▶ Request:
Reproduce every one of the following records word for word, leaving nothing out and changing nothing.

[Saved entries]
########################################
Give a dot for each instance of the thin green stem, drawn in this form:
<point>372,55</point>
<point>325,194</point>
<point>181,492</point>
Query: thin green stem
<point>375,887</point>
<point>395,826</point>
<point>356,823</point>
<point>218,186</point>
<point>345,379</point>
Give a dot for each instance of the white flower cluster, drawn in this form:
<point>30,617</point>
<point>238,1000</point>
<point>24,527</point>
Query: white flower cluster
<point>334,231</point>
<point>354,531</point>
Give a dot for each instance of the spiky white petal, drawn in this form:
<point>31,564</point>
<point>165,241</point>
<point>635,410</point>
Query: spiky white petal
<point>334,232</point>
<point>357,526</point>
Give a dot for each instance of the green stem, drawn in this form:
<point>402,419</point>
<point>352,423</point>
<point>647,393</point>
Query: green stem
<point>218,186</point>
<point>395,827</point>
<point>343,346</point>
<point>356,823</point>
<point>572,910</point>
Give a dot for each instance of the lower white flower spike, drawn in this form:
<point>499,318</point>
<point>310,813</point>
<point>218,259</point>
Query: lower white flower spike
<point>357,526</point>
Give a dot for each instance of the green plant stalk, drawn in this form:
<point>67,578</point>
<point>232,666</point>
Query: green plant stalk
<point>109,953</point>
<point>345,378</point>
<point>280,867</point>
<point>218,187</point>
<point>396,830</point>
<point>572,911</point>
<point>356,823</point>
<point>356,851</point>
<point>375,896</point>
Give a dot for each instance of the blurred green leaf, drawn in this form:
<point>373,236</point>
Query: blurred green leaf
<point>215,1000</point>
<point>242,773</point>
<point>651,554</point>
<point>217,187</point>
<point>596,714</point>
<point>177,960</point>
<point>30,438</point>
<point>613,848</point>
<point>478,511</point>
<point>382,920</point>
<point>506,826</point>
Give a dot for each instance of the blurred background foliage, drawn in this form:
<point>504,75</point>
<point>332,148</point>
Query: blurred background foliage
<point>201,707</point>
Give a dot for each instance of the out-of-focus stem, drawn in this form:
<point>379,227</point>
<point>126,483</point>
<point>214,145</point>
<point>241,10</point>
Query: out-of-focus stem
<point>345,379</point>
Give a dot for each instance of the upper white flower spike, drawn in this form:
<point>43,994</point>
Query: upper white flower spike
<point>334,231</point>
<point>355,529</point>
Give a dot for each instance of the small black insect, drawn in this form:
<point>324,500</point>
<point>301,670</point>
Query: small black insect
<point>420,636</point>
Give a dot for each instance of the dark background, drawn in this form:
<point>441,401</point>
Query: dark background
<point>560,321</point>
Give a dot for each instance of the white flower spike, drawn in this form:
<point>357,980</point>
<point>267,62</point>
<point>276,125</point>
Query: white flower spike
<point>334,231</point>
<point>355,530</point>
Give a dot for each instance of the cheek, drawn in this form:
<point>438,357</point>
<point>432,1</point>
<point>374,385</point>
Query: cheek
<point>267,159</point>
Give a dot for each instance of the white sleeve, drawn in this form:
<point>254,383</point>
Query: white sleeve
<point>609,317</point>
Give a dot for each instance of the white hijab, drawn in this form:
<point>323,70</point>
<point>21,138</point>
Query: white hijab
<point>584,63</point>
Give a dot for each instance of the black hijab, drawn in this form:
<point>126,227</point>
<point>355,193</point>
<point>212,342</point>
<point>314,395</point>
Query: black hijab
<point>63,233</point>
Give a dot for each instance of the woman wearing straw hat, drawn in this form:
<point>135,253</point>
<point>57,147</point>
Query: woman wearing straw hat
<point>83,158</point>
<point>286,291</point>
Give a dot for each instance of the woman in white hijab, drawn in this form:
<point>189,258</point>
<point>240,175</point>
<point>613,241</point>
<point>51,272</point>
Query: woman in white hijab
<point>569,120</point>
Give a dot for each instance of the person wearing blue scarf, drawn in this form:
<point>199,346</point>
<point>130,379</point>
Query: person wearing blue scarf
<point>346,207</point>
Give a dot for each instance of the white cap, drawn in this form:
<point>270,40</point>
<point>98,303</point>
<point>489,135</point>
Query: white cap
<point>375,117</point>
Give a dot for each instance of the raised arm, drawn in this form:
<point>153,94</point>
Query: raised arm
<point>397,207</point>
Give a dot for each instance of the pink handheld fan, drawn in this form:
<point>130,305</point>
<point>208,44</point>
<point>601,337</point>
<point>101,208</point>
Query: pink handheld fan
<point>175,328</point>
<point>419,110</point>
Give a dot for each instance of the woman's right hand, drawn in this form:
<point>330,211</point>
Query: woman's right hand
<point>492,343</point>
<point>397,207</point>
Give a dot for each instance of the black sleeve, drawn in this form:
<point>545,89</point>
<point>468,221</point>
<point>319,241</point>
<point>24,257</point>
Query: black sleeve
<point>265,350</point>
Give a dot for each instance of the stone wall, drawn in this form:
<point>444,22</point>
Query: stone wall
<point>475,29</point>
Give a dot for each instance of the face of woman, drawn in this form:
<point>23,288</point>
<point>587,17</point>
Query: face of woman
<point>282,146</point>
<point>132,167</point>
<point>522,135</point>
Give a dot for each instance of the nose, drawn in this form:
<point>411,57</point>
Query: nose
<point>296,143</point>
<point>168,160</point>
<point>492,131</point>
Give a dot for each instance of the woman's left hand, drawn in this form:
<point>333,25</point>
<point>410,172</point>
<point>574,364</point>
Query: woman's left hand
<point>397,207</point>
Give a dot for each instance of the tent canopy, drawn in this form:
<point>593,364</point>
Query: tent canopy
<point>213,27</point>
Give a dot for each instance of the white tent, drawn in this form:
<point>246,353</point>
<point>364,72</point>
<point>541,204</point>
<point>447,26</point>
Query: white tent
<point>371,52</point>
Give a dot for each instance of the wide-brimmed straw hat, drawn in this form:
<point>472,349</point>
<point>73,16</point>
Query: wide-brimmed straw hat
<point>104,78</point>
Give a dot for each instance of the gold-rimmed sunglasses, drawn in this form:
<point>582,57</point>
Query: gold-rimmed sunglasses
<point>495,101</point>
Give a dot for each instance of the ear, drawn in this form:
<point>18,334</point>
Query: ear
########################################
▶ Problem solution:
Give a dot for each instance of the thin green stem, drawn in this form:
<point>372,55</point>
<point>325,194</point>
<point>181,492</point>
Query: thin green stem
<point>375,887</point>
<point>395,826</point>
<point>356,823</point>
<point>218,186</point>
<point>345,379</point>
Give a dot for each instance of the white flower cluster, drawn in this form:
<point>30,617</point>
<point>238,1000</point>
<point>24,527</point>
Query: white flower cluster
<point>334,231</point>
<point>354,531</point>
Give a dot for each instance of the spiky white petal, drawn in this form:
<point>31,564</point>
<point>165,241</point>
<point>635,410</point>
Query: spiky white petal
<point>334,232</point>
<point>357,526</point>
Give a dot for each instance of the green stem, drawn in this form:
<point>402,419</point>
<point>352,423</point>
<point>647,393</point>
Query: green stem
<point>218,186</point>
<point>395,827</point>
<point>343,346</point>
<point>356,823</point>
<point>572,910</point>
Give a dot for each instance of the lower white flower spike, drawn in this form:
<point>499,318</point>
<point>310,813</point>
<point>218,259</point>
Query: lower white flower spike
<point>357,526</point>
Give a dot for each instance of the green plant stalk, drawn in this form:
<point>67,578</point>
<point>232,666</point>
Query: green plant stalk
<point>109,953</point>
<point>345,378</point>
<point>280,867</point>
<point>218,187</point>
<point>396,830</point>
<point>572,911</point>
<point>356,823</point>
<point>356,851</point>
<point>375,896</point>
Give a dot for each instance of the blurred green leaf, drawn in this form:
<point>373,236</point>
Query: blurred green leaf
<point>215,1000</point>
<point>242,773</point>
<point>651,554</point>
<point>217,187</point>
<point>596,714</point>
<point>177,960</point>
<point>30,438</point>
<point>613,848</point>
<point>478,511</point>
<point>382,920</point>
<point>506,826</point>
Give a dot for each instance of the blurred background foliage, drawn in this form:
<point>504,75</point>
<point>332,148</point>
Query: blurred background foliage
<point>201,707</point>
Give a dot for each instance of the out-of-focus stem, drawn in this form:
<point>379,227</point>
<point>126,483</point>
<point>214,145</point>
<point>241,10</point>
Query: out-of-focus stem
<point>345,379</point>
Give a dot for each instance of the upper white flower spike, drawn in this form:
<point>43,994</point>
Query: upper white flower spike
<point>334,231</point>
<point>355,529</point>
Give a dot for each instance of the small black insect, drawn in this form:
<point>324,500</point>
<point>301,670</point>
Query: small black insect
<point>420,636</point>
Give a dot for each instance of the dark background, drawn in this form:
<point>441,401</point>
Query: dark background
<point>560,321</point>
Give a dot for each instance of the white flower spike, drawn in this form:
<point>357,980</point>
<point>267,62</point>
<point>276,125</point>
Query: white flower spike
<point>334,231</point>
<point>355,530</point>
Give a dot for each instance of the cheek, drawn in this form:
<point>438,357</point>
<point>432,1</point>
<point>374,385</point>
Query: cheek
<point>267,159</point>
Give a dot for each instance of the white sleeve, drawn in this form:
<point>254,383</point>
Query: white sleeve
<point>609,317</point>
Give a dot for each instance of the white hijab, drawn in this form:
<point>323,70</point>
<point>21,138</point>
Query: white hijab
<point>584,63</point>
Give a dot for each instance of the black hijab, drawn in this form:
<point>126,227</point>
<point>355,193</point>
<point>212,342</point>
<point>314,395</point>
Query: black hijab
<point>63,233</point>
Give a dot for each instance of the woman wearing straw hat, drawn in this form:
<point>135,253</point>
<point>57,147</point>
Query: woman wearing straw hat
<point>83,158</point>
<point>286,291</point>
Give a dot for each instance of the woman in white hijab, drawn in this form:
<point>189,258</point>
<point>240,175</point>
<point>613,241</point>
<point>51,272</point>
Query: woman in white hijab
<point>569,120</point>
Give a dot for each instance of the person wearing blue scarf, drawn in this form:
<point>199,346</point>
<point>130,379</point>
Query: person wearing blue scarf
<point>346,207</point>
Give a dot for each instance of the white cap, drawn in this form:
<point>270,40</point>
<point>98,303</point>
<point>489,135</point>
Query: white cap
<point>375,117</point>
Give a dot for each instance of the raised arm, drawn in this form:
<point>153,94</point>
Query: raised arm
<point>397,207</point>
Give a dot for each instance of the pink handheld fan, drawn in this form:
<point>130,305</point>
<point>208,44</point>
<point>601,337</point>
<point>101,208</point>
Query: pink handheld fan
<point>175,328</point>
<point>419,110</point>
Give a dot for each instance of the woman's right hand, drawn in this form:
<point>330,211</point>
Query: woman's right hand
<point>492,343</point>
<point>397,207</point>
Give a dot for each instance of the black sleeve, drawn in this form:
<point>545,89</point>
<point>468,221</point>
<point>319,241</point>
<point>24,257</point>
Query: black sleeve
<point>265,350</point>
Give a dot for each instance of the stone wall, drawn in this form:
<point>444,22</point>
Query: stone wall
<point>475,29</point>
Give a dot for each instance of the face of woman, drawn in this form:
<point>23,288</point>
<point>587,17</point>
Query: face of woman
<point>282,146</point>
<point>132,167</point>
<point>522,135</point>
Give a dot for each instance of the nose, drawn in this form:
<point>411,57</point>
Query: nose
<point>296,143</point>
<point>168,160</point>
<point>492,131</point>
Give a dot for each instance of the woman's left hand, drawn in this form:
<point>333,25</point>
<point>410,172</point>
<point>574,364</point>
Query: woman's left hand
<point>397,207</point>
Give a dot for each instance of the tent canopy, drawn in this form:
<point>593,364</point>
Query: tent canopy
<point>213,27</point>
Give a dot for each instance of the white tent, drawn in this form:
<point>246,353</point>
<point>364,72</point>
<point>541,204</point>
<point>447,26</point>
Query: white tent
<point>371,52</point>
Give a dot for each instance of the wide-brimmed straw hat, drawn in this form:
<point>472,349</point>
<point>73,16</point>
Query: wide-brimmed straw hat
<point>104,78</point>
Give a dot for each instance of the gold-rimmed sunglasses, drawn in this form:
<point>582,57</point>
Query: gold-rimmed sunglasses
<point>495,101</point>
Give a dot for each instance of the ear, drawn in this form:
<point>18,334</point>
Query: ear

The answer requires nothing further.